WRITTEN INSTRUCTION: Copy out every line of the entries below, including the instruction lines. In each answer line, add 91 to both numbers of each coordinate pair.

DATASET EXCERPTS:
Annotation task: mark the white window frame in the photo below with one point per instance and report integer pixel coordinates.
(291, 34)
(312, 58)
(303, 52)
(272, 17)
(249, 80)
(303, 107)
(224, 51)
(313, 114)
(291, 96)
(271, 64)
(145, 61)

TASK OUTPUT:
Annotation task: mark the white window frame in the photo below with one point per instance and report integer pixel coordinates.
(382, 125)
(403, 149)
(394, 143)
(363, 108)
(340, 171)
(394, 198)
(315, 142)
(404, 205)
(382, 187)
(362, 155)
(236, 152)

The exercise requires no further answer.